▶ **About this task**
Count how many lines of the data below contain the string "tree"; the reply should be that number alone.
BEGIN Exercise materials
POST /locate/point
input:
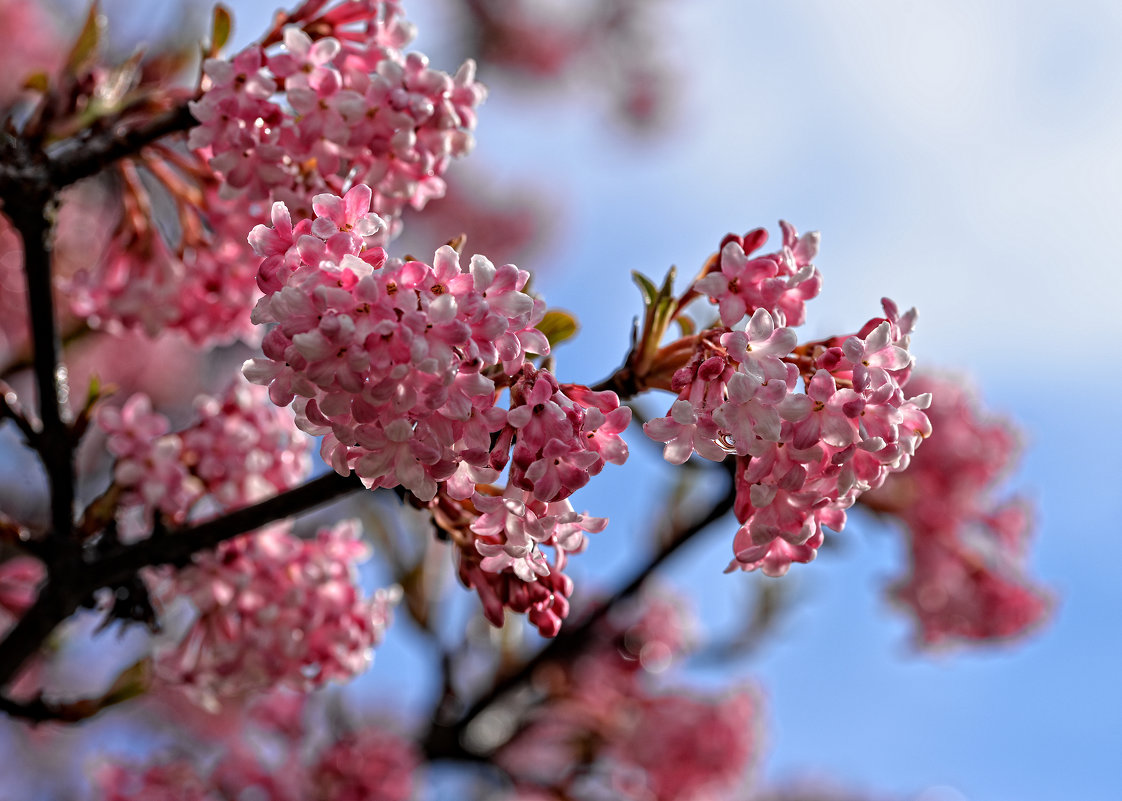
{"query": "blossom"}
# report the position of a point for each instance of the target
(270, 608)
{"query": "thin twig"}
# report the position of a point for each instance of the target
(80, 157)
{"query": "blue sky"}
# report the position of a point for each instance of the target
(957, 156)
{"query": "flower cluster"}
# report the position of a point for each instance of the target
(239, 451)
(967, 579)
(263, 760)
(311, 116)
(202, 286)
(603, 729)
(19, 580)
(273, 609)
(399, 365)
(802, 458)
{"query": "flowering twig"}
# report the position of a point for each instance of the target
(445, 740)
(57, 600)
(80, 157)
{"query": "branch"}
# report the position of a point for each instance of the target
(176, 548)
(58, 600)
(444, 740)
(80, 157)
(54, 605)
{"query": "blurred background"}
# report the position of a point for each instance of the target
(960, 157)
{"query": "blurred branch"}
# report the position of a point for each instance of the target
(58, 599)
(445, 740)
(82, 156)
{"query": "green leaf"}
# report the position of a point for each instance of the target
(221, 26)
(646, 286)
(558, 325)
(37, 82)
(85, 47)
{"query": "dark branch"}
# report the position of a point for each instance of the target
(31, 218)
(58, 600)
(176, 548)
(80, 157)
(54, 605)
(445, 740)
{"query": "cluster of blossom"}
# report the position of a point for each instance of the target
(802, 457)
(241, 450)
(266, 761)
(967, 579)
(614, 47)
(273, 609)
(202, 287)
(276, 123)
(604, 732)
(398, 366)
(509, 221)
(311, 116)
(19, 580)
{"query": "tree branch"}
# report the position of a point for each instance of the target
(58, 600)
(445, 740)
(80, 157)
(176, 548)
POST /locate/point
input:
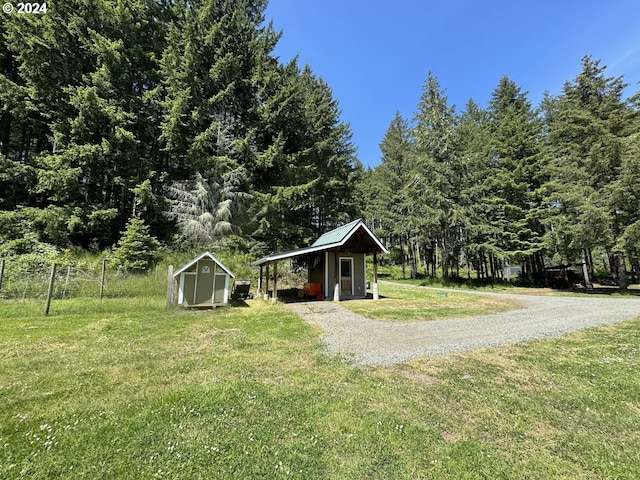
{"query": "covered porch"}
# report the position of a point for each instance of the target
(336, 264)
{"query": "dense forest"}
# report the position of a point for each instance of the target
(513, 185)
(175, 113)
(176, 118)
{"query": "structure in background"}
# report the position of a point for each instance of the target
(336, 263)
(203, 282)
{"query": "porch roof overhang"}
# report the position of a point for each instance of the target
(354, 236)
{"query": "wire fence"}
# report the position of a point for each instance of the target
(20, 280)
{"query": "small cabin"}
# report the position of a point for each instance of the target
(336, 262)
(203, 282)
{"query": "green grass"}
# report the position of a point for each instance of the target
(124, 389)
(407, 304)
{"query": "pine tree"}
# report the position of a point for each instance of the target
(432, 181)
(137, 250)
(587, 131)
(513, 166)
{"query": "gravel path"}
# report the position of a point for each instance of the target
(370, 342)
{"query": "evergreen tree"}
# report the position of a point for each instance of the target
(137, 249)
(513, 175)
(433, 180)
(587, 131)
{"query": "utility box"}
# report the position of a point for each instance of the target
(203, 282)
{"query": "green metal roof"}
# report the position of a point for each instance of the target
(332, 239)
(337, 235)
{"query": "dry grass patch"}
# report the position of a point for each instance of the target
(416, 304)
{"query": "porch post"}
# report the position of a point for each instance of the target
END Exercise materials
▶ **Answer section**
3